** What you will do **
Translate this sentence from the post on digital cinema projection into Spanish: "They can't even 'see' mac formatted drives."

** Page **
Wednesday, November 28, 2012

Digital Cinema Projection - DCP and the shit it entails...

Last week was a real 'back to skool' week for me. I had an appointment early last week to test our feature on the cinema screen where we had booked to show it on the 25th Nov. I rocked up with my Firewire800 drive, same as i did for the test screening in Soho back in the summer.

Turns out, proper cinemas can't use a hard drive with a Pro Res on it. They can't even 'see' mac formatted drives. They need a Linux or NTFS drive with a DCP on it.

A DCP (Digital Cinema Package) is folder with two MXF for the picture and one for the audio 2 XML files... telling the projection system where and what the MXF files are and 2 text files. To make this DCP file is mentally hard work.

First of all you have to export your movie as a 16Bit TIFF sequence. Not a .MOV in TIFF format, but millions of individual TIFFS, one for each frame of your movie. To export an 8minute test section took my Quad-Core i7 Mac over 3 hours.

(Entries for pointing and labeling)
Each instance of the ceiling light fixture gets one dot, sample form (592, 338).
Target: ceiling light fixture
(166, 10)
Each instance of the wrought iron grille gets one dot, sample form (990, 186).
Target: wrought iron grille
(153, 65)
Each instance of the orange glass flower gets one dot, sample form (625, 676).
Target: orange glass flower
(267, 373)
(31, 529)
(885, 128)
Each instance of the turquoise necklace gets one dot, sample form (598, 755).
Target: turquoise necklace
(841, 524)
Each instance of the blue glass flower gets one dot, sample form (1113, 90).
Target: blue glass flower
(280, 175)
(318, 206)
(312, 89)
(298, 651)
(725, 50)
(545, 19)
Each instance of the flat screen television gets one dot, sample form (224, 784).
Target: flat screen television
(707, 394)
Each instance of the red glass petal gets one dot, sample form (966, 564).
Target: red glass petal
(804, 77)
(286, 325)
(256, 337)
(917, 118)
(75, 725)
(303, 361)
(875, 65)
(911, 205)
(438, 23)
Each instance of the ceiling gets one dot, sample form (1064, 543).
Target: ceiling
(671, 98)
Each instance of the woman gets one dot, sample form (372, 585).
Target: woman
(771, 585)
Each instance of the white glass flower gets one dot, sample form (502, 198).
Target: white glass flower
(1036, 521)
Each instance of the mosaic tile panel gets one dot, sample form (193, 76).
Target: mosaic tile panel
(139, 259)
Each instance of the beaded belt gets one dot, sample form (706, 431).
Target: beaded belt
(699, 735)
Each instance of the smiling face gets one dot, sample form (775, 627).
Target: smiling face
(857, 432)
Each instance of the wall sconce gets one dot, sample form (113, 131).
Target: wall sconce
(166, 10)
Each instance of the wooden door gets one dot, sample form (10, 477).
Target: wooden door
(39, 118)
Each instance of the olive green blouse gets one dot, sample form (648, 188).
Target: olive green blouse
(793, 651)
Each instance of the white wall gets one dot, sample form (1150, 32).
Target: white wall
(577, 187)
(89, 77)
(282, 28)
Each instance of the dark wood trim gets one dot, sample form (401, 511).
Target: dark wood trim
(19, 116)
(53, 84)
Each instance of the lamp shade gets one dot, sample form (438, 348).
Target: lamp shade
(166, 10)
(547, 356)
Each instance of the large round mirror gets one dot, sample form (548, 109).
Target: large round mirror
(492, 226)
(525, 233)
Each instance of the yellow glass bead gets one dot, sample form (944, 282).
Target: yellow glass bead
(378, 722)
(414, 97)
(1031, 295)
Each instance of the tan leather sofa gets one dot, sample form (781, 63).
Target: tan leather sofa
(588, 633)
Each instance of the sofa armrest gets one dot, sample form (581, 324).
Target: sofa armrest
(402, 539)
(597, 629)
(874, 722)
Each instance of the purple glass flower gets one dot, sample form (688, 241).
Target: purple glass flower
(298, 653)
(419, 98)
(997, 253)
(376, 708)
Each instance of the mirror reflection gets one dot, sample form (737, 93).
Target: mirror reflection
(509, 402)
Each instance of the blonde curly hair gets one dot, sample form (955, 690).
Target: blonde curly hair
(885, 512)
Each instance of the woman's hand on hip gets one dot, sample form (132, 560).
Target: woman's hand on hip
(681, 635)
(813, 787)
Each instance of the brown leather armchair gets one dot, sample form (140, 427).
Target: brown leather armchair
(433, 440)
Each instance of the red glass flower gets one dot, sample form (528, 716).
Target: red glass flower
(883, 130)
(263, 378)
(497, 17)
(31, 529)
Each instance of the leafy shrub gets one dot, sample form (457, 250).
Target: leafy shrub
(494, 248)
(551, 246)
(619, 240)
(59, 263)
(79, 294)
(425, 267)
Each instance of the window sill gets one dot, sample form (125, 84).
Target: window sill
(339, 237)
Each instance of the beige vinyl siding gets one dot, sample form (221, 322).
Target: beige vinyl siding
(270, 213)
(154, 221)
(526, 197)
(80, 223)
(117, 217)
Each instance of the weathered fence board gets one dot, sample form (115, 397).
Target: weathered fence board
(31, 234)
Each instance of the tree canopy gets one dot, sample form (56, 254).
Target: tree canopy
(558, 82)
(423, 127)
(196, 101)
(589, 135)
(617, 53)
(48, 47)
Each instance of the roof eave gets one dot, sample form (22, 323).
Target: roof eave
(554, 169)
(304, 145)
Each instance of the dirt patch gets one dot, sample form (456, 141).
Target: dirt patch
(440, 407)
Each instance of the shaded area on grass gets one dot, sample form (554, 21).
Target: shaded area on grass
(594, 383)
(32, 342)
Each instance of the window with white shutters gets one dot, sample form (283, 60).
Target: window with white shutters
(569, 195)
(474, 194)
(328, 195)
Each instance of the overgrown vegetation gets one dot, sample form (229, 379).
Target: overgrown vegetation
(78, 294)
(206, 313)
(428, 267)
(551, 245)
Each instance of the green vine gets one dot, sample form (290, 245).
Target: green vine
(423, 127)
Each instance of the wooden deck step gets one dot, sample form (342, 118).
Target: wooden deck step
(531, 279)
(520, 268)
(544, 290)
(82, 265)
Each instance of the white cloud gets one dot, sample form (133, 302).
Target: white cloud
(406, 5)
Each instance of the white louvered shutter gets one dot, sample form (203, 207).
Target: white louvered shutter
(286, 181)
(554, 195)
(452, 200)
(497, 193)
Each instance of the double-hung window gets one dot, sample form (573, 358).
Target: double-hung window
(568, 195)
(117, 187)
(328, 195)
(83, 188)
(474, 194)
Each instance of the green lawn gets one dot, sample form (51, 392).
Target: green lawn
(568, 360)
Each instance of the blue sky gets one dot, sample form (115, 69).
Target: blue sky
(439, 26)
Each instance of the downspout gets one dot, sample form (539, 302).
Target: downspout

** Complete response **
Ni siquiera pueden "ver" discos con formato Mac.